**SHORT EXERCISE**. Write the data out again exactly, with no pictures.

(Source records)
• • • • •
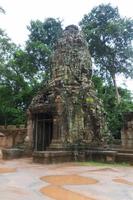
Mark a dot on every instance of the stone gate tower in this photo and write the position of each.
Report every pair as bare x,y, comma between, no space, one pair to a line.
67,111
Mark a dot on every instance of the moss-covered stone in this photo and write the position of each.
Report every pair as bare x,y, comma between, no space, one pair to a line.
70,98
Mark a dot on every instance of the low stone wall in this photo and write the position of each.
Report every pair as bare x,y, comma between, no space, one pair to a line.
12,136
127,131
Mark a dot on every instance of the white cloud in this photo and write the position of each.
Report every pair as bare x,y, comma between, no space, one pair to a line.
19,13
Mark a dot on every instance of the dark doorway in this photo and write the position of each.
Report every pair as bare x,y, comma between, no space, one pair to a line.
43,131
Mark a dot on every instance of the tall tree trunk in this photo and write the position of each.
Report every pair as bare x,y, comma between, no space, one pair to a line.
118,98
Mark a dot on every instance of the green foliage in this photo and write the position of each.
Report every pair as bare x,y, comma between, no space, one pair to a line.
114,111
110,42
22,71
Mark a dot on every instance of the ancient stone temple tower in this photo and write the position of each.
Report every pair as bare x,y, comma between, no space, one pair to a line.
67,111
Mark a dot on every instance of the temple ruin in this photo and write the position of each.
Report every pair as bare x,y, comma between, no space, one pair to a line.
67,111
• • • • •
**CORRECT RESULT**.
Mark a dot on every instance of the stone gate tower in this photo and write the position of each.
Report every pair as bare x,y, comma between, no space, one pair to a line.
67,111
Mark a dot on every instance of the moss-covered stone in this photo and write the position of each.
Report every pair as bare x,y, comma between, no space, one pair to a line.
70,98
Mark a dot on every instance of the low stone wall in this photo and write the position of each.
Report every pair as bare x,y, comma between, no space, one pair to a line.
12,136
127,131
Mark a dot on every instance of the white cloud in this photo and write the position of each.
Report every pair as bare x,y, comma between, no space, one pair to a line.
19,13
Mark a dot on every instance of the dark doorway in this photo and write the position of each.
Report every pair as bare x,y, comma between, no space, one pair to a line.
43,131
Mark a dot on every instance of the tall tree trunk in this photo and write the position of each.
Report every pair as bare x,y, comma between, no space, one pair to a line.
118,98
Mark a dot on every instance of the green foliage in this photo and write the position of each.
Report every pair as bare x,y, comma between, no space, one pair to a line.
114,111
110,42
22,71
Mark a dot on every instance of the ancient stone temple tower in this photo and write the position of each.
Report every pair as bare x,y, comma between, no space, one pair to a line.
67,111
Mark a dot on every instance of the temple ruin in this photo and write the position of each.
Report every pair as bare x,y, comma between, no space, one pair to a line.
67,111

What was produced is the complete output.